• [STORED DATA]:
§ §

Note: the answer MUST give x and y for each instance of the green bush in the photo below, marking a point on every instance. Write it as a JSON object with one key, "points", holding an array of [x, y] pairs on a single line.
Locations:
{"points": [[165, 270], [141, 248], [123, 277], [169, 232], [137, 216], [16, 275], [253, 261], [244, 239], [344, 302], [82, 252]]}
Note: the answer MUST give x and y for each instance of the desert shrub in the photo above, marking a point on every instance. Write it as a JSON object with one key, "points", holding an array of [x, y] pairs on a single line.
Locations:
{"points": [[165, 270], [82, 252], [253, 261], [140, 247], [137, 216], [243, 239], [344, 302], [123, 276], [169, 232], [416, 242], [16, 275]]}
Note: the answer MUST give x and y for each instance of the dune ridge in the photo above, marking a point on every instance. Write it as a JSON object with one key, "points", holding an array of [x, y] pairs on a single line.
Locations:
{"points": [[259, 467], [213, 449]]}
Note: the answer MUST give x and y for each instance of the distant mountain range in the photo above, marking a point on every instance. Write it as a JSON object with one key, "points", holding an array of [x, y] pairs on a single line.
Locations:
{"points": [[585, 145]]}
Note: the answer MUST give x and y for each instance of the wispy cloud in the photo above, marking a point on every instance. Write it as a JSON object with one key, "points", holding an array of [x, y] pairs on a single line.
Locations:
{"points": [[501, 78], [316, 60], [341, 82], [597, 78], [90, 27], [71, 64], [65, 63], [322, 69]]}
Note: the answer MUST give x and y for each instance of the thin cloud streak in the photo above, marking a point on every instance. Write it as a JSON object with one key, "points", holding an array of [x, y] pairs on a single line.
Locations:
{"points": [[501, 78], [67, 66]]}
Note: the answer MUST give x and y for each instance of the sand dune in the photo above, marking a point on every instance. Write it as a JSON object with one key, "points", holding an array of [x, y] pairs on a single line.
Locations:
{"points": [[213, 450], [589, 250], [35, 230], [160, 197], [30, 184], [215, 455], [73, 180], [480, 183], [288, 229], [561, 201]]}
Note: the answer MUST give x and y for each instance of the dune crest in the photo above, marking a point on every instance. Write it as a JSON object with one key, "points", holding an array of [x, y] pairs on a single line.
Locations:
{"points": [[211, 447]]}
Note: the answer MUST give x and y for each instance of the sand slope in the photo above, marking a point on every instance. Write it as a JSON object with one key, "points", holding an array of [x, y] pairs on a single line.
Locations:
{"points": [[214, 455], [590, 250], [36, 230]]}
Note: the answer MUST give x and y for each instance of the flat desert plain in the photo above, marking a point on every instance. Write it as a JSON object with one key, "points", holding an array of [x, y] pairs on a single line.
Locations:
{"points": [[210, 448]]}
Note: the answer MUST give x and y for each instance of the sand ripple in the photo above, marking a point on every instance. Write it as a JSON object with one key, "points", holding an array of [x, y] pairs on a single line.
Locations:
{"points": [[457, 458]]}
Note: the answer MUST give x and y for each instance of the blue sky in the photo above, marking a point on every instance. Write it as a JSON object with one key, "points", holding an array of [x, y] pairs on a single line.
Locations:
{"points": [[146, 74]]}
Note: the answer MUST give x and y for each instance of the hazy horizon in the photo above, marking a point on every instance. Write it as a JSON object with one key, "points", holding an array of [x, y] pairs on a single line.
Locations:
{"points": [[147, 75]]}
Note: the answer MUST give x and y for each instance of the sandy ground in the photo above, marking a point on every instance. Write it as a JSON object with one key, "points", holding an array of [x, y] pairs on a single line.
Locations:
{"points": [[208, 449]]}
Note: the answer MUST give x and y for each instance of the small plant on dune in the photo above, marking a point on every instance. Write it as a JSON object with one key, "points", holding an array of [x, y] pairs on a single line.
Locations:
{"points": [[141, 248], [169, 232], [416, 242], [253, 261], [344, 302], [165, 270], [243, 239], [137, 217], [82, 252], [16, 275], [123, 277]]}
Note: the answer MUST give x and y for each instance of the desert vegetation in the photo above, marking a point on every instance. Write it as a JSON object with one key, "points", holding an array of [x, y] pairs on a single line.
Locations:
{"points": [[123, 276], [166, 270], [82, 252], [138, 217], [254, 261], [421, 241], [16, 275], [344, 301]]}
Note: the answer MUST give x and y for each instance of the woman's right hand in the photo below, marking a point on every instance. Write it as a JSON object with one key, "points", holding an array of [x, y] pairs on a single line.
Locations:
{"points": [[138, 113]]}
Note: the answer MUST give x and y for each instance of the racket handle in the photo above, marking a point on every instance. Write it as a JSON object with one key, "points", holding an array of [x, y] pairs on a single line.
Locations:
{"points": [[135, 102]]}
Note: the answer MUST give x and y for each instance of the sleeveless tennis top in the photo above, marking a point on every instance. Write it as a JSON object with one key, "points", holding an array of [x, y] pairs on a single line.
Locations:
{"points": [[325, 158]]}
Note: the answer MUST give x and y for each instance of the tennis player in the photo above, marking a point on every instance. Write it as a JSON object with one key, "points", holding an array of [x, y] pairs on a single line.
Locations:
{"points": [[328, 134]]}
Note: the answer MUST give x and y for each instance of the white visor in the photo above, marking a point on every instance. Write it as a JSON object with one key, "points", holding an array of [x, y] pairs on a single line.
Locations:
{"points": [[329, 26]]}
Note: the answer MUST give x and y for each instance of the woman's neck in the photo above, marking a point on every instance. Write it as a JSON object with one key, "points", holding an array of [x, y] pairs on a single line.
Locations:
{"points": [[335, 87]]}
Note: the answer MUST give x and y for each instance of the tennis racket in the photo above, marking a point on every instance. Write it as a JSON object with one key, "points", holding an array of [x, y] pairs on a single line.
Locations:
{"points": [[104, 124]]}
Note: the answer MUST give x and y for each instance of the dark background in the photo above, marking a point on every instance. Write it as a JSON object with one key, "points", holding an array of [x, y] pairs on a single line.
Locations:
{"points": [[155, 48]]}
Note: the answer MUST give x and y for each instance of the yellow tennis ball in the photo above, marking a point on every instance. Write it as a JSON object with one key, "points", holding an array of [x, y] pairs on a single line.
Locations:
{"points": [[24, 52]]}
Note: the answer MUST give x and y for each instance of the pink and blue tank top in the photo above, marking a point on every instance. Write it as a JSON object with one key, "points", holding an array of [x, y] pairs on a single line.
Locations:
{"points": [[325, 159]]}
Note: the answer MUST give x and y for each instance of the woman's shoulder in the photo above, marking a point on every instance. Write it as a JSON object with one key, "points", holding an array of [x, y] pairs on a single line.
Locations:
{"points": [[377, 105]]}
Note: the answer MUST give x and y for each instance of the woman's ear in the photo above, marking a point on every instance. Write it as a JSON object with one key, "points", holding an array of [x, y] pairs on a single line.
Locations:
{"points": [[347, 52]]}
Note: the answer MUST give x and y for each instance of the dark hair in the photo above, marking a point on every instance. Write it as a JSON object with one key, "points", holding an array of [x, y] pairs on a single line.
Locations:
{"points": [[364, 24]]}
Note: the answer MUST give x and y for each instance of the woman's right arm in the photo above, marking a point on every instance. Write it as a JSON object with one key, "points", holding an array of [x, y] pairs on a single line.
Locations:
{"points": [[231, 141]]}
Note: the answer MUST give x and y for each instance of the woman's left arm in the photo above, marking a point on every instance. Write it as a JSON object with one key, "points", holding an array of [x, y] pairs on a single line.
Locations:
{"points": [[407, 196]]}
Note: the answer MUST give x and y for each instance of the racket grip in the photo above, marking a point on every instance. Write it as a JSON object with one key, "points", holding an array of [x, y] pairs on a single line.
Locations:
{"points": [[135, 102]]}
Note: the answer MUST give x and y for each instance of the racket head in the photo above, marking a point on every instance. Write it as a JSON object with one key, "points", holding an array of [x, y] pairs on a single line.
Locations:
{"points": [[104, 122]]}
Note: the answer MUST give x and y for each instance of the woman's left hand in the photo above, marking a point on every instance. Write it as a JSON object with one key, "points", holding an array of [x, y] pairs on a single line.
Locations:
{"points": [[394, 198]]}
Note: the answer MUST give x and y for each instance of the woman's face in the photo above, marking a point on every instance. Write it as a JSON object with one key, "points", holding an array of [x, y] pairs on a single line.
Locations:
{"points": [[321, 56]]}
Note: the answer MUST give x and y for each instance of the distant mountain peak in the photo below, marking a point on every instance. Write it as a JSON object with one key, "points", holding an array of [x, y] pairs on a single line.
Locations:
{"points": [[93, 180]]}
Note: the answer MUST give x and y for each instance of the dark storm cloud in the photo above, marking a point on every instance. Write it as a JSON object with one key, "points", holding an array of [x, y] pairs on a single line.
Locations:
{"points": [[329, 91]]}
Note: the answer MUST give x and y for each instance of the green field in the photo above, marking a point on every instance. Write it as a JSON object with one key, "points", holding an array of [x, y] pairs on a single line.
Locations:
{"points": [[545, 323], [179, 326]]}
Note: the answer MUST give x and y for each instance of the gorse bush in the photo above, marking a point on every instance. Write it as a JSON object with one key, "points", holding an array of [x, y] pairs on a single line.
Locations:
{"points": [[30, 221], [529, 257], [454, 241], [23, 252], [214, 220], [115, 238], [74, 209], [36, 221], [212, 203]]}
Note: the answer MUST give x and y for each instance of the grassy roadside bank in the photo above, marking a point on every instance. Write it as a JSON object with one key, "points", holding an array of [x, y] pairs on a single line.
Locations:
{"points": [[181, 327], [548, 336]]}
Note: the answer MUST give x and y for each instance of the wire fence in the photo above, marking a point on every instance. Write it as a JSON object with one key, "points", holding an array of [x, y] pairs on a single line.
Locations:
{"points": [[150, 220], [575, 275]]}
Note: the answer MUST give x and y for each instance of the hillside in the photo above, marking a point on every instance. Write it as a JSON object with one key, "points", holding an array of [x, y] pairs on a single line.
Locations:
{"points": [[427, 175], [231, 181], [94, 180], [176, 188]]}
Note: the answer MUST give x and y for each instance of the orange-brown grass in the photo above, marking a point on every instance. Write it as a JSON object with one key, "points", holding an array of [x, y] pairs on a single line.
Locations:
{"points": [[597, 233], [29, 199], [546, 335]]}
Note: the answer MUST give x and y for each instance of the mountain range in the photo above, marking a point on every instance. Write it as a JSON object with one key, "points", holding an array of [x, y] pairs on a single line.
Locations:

§ §

• [SET EXERCISE]:
Begin with the line containing "of the hillside" and repeat each line exactly until the records above end.

• [SOLUTION BELOW]:
Note: the answer MUST give x and y for each instance of the hillside in the photo above, marking a point on every instance. Write it as a JSON object with one key, "points", holding an array of [x, y] pairs on a single line.
Locations:
{"points": [[427, 175], [231, 181], [94, 180], [176, 188]]}
Note: the answer MUST give x and y for each instance of the orange-brown grass in the photo above, marking a point on every instance. Write it as a JSON object with one key, "points", holding an array of [x, y] pairs on a single line.
Locations:
{"points": [[597, 233], [29, 199], [546, 335]]}
Note: the answer MUST give x and y for each instance of the mountain range in the photo above, marking a point on every instance. Write it as a JSON object with one key, "points", holding an array of [x, y] pairs on a single line.
Locations:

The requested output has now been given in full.